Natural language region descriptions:
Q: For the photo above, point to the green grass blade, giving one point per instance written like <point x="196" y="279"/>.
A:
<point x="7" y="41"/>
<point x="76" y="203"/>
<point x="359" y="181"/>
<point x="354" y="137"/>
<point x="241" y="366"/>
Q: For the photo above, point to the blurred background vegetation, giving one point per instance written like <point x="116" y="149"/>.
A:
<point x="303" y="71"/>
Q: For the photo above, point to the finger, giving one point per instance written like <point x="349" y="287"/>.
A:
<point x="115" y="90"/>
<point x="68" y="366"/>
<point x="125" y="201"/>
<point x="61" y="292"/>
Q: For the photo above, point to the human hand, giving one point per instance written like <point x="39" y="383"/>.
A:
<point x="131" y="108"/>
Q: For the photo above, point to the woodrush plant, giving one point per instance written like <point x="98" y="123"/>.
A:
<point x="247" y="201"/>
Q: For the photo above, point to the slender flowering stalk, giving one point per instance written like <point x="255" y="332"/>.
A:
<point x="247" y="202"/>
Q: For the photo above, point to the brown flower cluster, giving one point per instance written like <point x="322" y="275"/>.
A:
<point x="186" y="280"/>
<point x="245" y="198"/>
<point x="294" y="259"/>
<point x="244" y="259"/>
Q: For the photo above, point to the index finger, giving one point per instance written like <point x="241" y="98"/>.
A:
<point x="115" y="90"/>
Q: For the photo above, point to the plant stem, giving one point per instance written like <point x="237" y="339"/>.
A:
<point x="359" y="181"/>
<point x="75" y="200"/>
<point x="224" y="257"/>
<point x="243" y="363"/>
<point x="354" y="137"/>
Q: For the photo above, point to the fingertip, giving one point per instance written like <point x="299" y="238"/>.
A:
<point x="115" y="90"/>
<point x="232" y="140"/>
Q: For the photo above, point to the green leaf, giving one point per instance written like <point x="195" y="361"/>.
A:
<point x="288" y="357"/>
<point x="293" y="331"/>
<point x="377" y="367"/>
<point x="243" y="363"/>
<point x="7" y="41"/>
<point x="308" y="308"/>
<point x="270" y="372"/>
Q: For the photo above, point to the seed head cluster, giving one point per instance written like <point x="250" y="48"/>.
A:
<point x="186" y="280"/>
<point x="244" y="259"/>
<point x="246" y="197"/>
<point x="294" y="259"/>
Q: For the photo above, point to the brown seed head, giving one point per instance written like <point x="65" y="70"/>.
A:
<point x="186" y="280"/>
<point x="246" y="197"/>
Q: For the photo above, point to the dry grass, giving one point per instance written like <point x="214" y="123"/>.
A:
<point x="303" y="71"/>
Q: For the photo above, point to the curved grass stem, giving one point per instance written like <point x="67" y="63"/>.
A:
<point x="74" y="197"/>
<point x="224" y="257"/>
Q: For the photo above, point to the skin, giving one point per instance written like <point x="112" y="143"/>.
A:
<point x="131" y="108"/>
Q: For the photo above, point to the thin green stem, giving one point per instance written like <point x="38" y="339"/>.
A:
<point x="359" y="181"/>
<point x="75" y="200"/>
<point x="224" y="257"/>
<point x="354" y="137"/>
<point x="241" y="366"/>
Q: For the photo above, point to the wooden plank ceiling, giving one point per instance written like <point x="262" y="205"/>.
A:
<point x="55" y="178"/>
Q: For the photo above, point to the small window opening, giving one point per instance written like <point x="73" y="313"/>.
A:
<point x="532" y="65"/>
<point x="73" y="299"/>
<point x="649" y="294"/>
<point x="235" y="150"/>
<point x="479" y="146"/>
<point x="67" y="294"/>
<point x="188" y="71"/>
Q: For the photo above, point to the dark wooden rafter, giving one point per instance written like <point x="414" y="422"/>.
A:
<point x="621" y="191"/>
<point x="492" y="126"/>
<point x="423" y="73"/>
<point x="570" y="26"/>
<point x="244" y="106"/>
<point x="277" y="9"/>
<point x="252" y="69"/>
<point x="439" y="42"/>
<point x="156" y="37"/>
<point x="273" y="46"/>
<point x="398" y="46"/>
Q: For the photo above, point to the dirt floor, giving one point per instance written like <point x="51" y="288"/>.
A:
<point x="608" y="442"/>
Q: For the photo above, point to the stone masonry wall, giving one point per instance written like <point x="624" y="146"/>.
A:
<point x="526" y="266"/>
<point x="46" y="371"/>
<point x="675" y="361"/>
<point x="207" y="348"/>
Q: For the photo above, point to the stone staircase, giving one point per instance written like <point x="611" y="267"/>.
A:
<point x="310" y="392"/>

- Task details -
All lines in the entries above that hold the word "stem" need to be copied.

- Reply -
Q: For the photo above, point to the plant stem, giving one point per instance written like <point x="237" y="339"/>.
Q: For the photo above, point to the curved grass stem, giving one point per instance written like <point x="67" y="63"/>.
Q: For the photo above, point to the thin green stem, giving one point per instance written like <point x="38" y="339"/>.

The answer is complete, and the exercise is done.